Amelia Kemper von Ende (; sometimes Amalie) (June 19, 1856 – August 25, 1932) was a Polish-born American writer, pianist, composer, teacher, and translator.

Born in Warsaw of Polish and French extraction, von Ende emigrated to the United States when she was six, settling with her family in Milwaukee.  She moved at 19 to Chicago, becoming a radical journalist in partnership with her husband, Heinrich von Ende, who died in 1879. The following year she opened a boarding school for girls of German-American extraction, the Minerva Institute. In 1893 she moved to New York City, where she would become a journalist writing for American and German audiences, largely on cultural themes; during her career she would contribute to the Musical Courier, Die Musik of Berlin, the New York Post, and The Nation. She soon became known as an intermediary between the German and American cultures. She championed the work of Emily Dickinson and Walt Whitman, whose poetry she introduced to German-language audiences; she was the first writer to translate Dickinson into German. 1914 saw the publication of her article "Women as a Creative Force in Music" in Musical America.

Von Ende had an active career as a pianist and composer while living in New York, and taught music history at the Von Ende School of Music, which had been founded by her son Herwegh. She also lectured on various topics, including "German Women Writers", "Woman in Music", "Poland, Old & New", "Post-war Literature at home and abroad" and "Three Centuries of French Thought", to women's societies throughout the United States. Her compositions, some of which remain in manuscript, include works for solo voice, chorus, piano, and violin.  She was also known for her literary work, leaving at her death many monographs, works of literary criticism, and translation.  A book on New York was published in Berlin in 1909.  She published a variety of translations during her career, of works by writers including Georges Clemenceau, Carl Hauptmann, Egbert W. Fowler, and Jakob Schaffner.

┄┄┄┄┄┄┄┄┄┄┄┄┄┄┄┄┄┄┄┄

Rewrite the part of the passage about Amelia Kemper von Ende starting with "Amelia Kemper von" and going on through "teacher, and translator.", replacing "translator" with "editor". Rely only on the passage about Amelia Kemper von Ende for what follows, not on the material.

┄┄┄┄┄┄┄┄┄┄┄┄┄┄┄┄┄┄┄┄

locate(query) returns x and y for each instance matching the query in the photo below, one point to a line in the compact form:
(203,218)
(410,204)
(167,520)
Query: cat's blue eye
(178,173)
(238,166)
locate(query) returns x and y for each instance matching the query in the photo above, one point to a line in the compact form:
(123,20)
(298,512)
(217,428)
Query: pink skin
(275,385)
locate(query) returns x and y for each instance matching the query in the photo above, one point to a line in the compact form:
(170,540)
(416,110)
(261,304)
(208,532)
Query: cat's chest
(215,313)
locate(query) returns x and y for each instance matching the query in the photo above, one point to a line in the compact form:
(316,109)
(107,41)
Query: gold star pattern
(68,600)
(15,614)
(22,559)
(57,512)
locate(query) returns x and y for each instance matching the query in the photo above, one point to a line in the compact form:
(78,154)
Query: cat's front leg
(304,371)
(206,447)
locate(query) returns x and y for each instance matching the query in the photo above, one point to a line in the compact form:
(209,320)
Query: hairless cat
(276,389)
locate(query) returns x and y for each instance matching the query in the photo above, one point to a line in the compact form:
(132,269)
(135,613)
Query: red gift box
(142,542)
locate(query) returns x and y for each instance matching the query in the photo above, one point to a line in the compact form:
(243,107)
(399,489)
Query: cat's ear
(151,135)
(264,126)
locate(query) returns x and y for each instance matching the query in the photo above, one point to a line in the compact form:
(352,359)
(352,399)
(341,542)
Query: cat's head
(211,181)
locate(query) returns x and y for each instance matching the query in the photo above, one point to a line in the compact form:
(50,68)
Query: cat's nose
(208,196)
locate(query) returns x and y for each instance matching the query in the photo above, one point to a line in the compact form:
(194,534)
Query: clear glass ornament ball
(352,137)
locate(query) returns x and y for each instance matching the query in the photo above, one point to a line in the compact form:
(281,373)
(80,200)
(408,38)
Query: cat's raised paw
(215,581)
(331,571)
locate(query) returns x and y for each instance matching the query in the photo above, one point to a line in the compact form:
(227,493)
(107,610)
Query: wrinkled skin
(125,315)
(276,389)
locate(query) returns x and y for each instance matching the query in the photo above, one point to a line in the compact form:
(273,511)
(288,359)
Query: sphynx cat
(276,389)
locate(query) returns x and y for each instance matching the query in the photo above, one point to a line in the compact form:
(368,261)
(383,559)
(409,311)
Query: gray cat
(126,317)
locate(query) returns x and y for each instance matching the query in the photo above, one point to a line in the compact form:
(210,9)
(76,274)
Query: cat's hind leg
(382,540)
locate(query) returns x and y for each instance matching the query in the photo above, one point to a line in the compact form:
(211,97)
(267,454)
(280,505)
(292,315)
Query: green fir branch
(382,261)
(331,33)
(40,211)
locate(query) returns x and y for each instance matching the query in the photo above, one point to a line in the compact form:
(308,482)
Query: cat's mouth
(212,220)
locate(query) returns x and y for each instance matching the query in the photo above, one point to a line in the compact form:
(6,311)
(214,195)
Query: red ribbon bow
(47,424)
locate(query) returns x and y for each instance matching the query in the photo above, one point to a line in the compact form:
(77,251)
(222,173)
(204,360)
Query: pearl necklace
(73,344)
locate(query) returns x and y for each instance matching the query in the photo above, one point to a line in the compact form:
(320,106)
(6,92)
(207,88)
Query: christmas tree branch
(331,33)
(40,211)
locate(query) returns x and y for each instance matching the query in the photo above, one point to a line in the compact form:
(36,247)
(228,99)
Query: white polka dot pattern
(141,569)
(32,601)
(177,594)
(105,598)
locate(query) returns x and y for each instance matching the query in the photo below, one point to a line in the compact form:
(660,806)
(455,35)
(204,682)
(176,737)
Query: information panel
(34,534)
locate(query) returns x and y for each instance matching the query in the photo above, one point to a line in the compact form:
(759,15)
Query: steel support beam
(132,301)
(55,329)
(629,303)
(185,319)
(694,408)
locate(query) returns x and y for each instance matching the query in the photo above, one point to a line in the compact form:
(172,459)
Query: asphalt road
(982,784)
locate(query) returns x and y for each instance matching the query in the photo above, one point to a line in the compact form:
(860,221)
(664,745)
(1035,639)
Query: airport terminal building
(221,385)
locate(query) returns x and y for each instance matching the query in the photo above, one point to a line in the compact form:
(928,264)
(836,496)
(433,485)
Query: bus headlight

┄┄┄┄┄┄┄┄┄┄┄┄┄┄┄┄┄┄┄┄

**Solution to this task:**
Amelia Kemper von Ende (; sometimes Amalie) (June 19, 1856 – August 25, 1932) was a Polish-born American writer, pianist, composer, teacher, and editor.